## SOURCE
start

The only mention of security hand waves away the idea of access control to a "thin back end". That's the whole point of this post! The details of this are critical!

> you can define an API that takes an SQL query from the client, runs it, and returns the results. This query can be run under a database user account that has only read access, that too only to the friends table. This can accommodate unforeseen uses, like getting the number of friends rather than the actual list. Or if there’s a search box where the user can filter his friends, you can do a LIKE query. Or you can limit the number of friends returned to how many will be displayed in the UI.

Without mentioning how this has been solved elsewhere, this is an incredibly reckless piece of advice. For one, it's nearly impossible to parse and check an arbitrary SQL query for malicious intent. Besides ensuring that queries that should read only read, you also need to make sure that queries aren't designed to intentionally DoS your DB.

And moreover, it now passes the responsibility of query performance to the FE engineer. Are appropriate indexes in place? Does the query make inappropriate JOINs?

And on top of all of that, schema changes now mean that you need to update your front end code. This means guaranteed hard downtime, because you can't control what JS folks are running in the browser.

There's a lot wrong with the ideas presented here.

3 comments

Author here.

> This article doesn't use the word "permission" or "validation"

The article talks about it multiple times: using a database user account with limited privledges, exposing some tables but not others, exposing read but not write access, giving users access only to data they own.

> it's nearly impossible to parse and check an arbitrary SQL query for malicious intent

Which is why the article doesn't propose trying to parse and check queries for malicious intent.

> it now passes the responsibility of query performance to the FE engineer. Are appropriate indexes in place? Does the query make inappropriate JOINs?

No, in the proposal, we have backend engineer(s) to advise and assist frontend engineers. Having appropriate indices and JOINs doesn't mean you have a layer that doesn't add business value. And when it does add value, write it!

end

## PROVIDED INFORMATION
start

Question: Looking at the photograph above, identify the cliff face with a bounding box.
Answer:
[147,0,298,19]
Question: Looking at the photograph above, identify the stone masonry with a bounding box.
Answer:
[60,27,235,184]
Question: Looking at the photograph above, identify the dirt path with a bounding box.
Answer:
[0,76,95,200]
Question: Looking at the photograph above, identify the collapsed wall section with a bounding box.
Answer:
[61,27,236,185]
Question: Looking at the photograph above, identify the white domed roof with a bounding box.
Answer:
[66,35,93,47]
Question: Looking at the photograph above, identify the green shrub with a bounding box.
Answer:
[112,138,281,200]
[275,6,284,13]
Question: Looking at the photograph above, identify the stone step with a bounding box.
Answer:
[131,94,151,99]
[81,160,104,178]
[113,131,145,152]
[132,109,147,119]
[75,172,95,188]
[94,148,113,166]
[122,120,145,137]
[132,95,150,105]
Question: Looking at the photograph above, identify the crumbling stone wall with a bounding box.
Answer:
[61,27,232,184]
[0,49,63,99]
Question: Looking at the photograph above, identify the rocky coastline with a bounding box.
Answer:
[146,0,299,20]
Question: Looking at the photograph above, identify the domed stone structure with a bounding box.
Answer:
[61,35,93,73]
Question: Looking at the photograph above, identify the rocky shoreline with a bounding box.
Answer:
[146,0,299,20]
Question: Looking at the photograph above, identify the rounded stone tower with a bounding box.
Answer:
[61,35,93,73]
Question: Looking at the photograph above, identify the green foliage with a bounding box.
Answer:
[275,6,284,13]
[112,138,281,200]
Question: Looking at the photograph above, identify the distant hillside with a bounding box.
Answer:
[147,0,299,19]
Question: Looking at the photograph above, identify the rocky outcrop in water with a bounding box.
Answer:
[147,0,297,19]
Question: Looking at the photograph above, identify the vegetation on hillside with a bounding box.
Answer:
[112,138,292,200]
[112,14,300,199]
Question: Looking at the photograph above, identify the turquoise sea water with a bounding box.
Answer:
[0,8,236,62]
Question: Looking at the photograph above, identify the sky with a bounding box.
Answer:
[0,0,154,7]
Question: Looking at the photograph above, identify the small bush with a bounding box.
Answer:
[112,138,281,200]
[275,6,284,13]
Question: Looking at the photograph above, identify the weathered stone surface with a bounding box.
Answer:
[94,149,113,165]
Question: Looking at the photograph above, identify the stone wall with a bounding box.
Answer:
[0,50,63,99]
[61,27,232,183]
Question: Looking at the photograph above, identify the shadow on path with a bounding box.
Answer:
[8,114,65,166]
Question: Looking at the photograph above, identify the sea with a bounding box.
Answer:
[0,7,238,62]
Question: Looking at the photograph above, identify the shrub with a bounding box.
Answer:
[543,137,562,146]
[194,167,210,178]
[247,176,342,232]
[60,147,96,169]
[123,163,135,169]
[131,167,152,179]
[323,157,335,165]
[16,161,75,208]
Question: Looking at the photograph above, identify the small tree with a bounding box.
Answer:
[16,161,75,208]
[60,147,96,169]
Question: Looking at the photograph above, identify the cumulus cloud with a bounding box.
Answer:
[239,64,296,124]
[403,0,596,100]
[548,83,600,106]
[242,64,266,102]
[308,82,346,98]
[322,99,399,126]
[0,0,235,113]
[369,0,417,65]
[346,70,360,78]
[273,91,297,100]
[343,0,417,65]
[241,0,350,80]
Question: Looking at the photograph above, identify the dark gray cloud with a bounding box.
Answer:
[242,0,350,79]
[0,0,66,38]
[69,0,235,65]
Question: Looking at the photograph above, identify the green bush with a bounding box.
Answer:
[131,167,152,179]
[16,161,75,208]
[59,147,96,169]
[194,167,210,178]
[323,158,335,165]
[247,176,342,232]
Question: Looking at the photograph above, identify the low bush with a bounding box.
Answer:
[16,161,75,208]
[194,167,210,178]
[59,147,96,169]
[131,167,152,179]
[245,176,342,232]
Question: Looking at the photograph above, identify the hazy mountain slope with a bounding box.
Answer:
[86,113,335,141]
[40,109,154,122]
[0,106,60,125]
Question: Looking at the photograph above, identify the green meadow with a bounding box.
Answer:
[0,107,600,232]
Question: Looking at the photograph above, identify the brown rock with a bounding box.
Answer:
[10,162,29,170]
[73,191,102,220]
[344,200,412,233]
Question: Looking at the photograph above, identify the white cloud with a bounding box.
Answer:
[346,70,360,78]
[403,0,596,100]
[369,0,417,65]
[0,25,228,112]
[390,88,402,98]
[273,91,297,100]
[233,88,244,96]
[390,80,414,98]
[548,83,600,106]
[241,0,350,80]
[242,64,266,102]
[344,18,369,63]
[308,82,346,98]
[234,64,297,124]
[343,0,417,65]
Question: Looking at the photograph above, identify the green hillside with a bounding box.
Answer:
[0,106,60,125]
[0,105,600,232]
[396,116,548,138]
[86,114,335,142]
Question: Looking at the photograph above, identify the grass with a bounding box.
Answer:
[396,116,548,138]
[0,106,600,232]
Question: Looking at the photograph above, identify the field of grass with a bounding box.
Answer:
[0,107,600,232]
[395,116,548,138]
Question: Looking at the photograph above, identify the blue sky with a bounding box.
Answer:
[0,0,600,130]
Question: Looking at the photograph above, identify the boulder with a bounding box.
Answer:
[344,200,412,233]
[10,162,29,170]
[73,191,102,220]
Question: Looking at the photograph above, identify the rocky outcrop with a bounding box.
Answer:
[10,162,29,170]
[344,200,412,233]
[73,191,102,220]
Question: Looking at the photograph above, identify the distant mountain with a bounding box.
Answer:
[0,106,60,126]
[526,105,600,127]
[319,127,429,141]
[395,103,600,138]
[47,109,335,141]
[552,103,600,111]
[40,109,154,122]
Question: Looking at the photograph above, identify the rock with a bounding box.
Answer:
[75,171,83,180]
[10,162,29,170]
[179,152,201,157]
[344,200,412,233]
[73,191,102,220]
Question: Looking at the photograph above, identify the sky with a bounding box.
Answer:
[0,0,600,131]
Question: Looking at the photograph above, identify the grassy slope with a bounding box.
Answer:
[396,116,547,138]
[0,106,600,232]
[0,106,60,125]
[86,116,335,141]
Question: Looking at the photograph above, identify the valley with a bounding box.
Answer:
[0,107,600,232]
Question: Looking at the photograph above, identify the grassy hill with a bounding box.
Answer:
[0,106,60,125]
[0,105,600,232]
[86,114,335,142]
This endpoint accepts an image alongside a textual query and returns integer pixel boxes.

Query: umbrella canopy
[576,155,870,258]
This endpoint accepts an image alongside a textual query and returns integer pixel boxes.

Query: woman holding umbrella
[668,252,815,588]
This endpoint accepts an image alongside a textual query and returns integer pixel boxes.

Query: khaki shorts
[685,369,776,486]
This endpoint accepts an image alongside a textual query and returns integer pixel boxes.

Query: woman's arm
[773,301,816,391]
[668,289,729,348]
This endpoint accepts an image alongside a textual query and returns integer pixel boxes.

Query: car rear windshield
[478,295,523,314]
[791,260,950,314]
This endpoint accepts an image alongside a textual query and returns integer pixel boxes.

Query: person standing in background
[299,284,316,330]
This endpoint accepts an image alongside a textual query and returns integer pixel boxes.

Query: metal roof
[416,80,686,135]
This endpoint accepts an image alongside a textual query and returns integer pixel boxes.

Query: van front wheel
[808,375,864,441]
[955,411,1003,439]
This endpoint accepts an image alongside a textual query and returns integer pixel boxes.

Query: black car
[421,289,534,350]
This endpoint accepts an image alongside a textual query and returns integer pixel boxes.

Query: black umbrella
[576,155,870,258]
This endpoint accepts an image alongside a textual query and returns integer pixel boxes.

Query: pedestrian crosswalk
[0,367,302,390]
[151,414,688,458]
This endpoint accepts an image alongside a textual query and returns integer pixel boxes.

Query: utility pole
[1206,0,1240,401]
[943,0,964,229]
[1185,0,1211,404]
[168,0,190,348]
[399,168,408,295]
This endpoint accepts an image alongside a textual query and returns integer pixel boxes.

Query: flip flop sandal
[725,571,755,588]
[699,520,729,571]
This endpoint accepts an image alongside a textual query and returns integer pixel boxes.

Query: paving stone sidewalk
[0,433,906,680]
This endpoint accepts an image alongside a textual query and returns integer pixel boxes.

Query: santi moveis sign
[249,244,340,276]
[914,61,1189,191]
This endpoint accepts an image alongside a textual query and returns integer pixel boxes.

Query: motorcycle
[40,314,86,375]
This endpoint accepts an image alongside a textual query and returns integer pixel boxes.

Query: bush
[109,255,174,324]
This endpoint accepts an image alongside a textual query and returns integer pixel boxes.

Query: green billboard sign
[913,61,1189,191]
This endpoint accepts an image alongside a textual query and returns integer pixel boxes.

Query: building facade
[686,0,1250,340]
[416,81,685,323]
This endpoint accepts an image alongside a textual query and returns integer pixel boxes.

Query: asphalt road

end

## EXERCISE 1
In the discussion, who does the author say would advise and assist frontend engineers under the proposal?
## EXERCISE 2
Reproduce the discussion word for word from "And moreover, it" up to and including "in the browser.".
The records come from a different source than the discussion.

## CORRECT RESULT 1
Backend engineers would advise and assist frontend engineers.

## CORRECT RESULT 2
And moreover, it now passes the responsibility of query performance to the FE engineer. Are appropriate indexes in place? Does the query make inappropriate JOINs?

And on top of all of that, schema changes now mean that you need to update your front end code. This means guaranteed hard downtime, because you can't control what JS folks are running in the browser.